* EXTRAIT DU TEXTE *
Difficile...

Difficile… 

Ce qu’il y a dans ce mot…
Non. Ce que, moi, je mets dans ce mot. 

Si je devais faire une petite recette de la difficulté, cela donnerait peut-être…
Stimulation. Indifférence. Colère. Tristesse. Désespoir. Isolement. Explosion. 

Saturation. 

D’abord la stimulation. Les enfants aiment la difficulté. C’est tout nouveau. Il faut réfléchir et, même si on met du temps à trouver la solution, une fois qu’on l’a obtenue, on est heureux, fiers, revigorés. Prêt pour de nouvelles difficultés, qui vont nous permettre de découvrir tellement de choses !

* LISTE DES LIGNES *
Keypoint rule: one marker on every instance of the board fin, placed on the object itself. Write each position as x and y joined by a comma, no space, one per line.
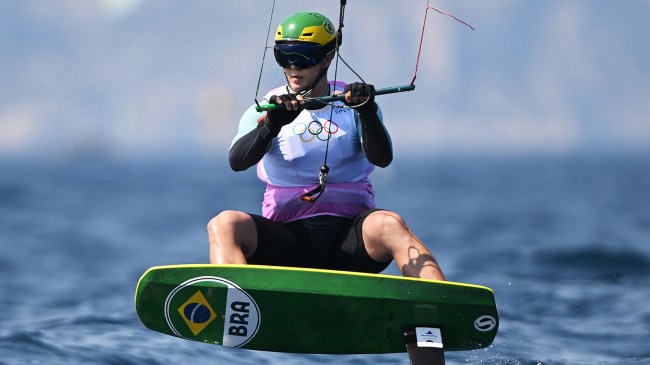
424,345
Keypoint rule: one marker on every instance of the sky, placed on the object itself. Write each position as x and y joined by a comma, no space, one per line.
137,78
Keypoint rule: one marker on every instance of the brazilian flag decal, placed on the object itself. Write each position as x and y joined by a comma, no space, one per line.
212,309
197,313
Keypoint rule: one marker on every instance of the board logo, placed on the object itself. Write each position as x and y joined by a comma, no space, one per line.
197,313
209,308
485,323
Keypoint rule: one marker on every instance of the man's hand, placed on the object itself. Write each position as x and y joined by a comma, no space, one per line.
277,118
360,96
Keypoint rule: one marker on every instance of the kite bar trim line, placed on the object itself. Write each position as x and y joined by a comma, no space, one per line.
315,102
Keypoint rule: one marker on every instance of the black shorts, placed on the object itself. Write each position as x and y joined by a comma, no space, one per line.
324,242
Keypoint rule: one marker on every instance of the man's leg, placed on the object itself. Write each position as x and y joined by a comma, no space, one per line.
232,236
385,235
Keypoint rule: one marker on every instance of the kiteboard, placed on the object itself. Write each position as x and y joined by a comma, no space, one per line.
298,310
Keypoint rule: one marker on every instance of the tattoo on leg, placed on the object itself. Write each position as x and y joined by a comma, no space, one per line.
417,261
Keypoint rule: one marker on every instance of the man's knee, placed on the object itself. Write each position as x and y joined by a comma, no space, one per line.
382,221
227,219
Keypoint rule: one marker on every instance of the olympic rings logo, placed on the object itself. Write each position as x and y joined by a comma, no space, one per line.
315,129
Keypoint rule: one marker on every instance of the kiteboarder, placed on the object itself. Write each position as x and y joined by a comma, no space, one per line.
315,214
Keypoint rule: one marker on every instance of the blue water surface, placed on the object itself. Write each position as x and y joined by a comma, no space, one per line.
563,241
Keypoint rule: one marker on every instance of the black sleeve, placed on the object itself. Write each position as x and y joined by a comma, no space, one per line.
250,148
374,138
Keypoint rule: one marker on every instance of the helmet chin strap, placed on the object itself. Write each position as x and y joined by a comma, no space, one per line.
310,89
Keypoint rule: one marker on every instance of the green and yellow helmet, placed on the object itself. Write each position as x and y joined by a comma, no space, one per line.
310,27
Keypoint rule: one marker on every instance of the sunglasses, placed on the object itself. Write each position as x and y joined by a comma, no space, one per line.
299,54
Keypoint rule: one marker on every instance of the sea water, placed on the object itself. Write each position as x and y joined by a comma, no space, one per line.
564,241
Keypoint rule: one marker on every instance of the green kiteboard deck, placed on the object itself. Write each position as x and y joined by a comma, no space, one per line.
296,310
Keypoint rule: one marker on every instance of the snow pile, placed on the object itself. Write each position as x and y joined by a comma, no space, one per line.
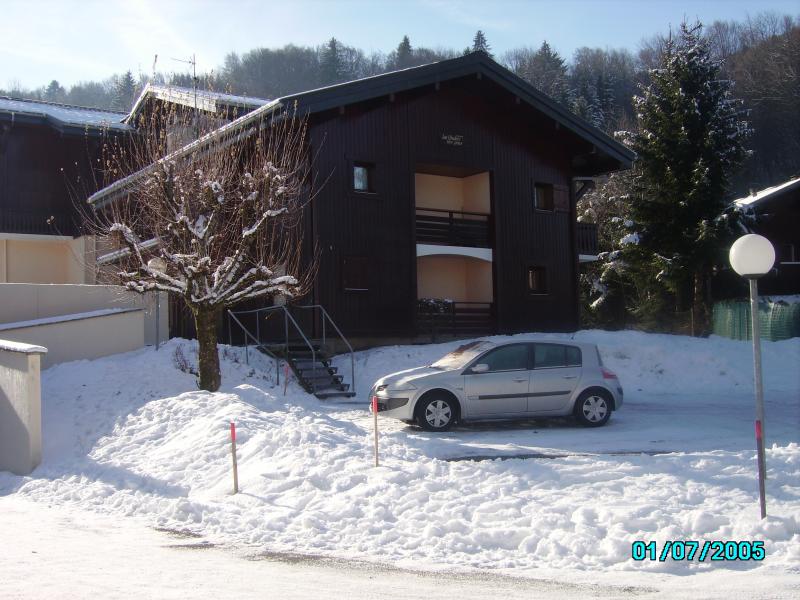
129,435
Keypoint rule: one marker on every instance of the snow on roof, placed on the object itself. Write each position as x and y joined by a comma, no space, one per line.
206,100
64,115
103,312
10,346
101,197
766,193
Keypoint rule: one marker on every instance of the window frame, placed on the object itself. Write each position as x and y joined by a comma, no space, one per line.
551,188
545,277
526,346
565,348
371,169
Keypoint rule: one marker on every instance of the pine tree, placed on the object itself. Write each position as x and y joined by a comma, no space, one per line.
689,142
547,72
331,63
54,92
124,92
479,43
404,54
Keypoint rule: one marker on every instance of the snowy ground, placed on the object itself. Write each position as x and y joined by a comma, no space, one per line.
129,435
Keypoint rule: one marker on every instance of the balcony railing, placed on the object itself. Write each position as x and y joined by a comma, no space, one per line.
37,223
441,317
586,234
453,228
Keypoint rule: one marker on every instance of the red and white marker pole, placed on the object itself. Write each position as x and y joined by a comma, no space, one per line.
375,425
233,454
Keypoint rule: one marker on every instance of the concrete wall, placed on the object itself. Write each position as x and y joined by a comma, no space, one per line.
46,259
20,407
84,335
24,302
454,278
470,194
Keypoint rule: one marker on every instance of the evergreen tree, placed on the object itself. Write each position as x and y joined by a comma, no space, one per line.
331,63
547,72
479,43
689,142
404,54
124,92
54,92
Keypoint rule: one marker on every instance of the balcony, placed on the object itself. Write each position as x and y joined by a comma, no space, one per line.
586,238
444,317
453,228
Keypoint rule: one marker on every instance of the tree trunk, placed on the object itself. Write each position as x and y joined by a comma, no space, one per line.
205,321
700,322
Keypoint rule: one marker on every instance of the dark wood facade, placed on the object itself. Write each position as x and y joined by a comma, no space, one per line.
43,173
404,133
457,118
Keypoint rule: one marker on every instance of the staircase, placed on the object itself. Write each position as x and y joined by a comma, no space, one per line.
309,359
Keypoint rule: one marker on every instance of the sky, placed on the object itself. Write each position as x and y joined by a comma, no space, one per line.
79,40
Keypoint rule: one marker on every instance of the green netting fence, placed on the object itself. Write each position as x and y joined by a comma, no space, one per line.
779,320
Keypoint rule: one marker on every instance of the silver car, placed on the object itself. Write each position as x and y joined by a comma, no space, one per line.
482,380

* CONSIGNES *
**A.** Recopiez fidèlement le passage de l'extrait sur la difficulté, depuis « Difficile... » jusqu'à « de choses ! ».
**B.** Transformez en CSV à deux colonnes, texte et réponse, les lignes de la liste depuis celle qui contient « Keypoint rule: one marker on every instance of the dark » jusqu'à la dernière, toutes deux comprises, s'il vous plaît. Mettez une ligne CSV par texte avec sa réponse, chaque champ entre guillemets et les sauts de ligne remplacés par des espaces.

* RÉSULTATS DANS L'ORDRE *
**A.**
Difficile...

Difficile… 

Ce qu’il y a dans ce mot…
Non. Ce que, moi, je mets dans ce mot. 

Si je devais faire une petite recette de la difficulté, cela donnerait peut-être…
Stimulation. Indifférence. Colère. Tristesse. Désespoir. Isolement. Explosion. 

Saturation. 

D’abord la stimulation. Les enfants aiment la difficulté. C’est tout nouveau. Il faut réfléchir et, même si on met du temps à trouver la solution, une fois qu’on l’a obtenue, on est heureux, fiers, revigorés. Prêt pour de nouvelles difficultés, qui vont nous permettre de découvrir tellement de choses !

**B.**
texte,réponse
"Keypoint rule: one marker on every instance of the dark wood facade, placed on the object itself. Write each position as x and y joined by a comma, no space, one per line.","43,173 404,133 457,118"
"Keypoint rule: one marker on every instance of the staircase, placed on the object itself. Write each position as x and y joined by a comma, no space, one per line.","309,359"
"Keypoint rule: one marker on every instance of the sky, placed on the object itself. Write each position as x and y joined by a comma, no space, one per line.","79,40"
"Keypoint rule: one marker on every instance of the green netting fence, placed on the object itself. Write each position as x and y joined by a comma, no space, one per line.","779,320"
"Keypoint rule: one marker on every instance of the silver car, placed on the object itself. Write each position as x and y joined by a comma, no space, one per line.","482,380"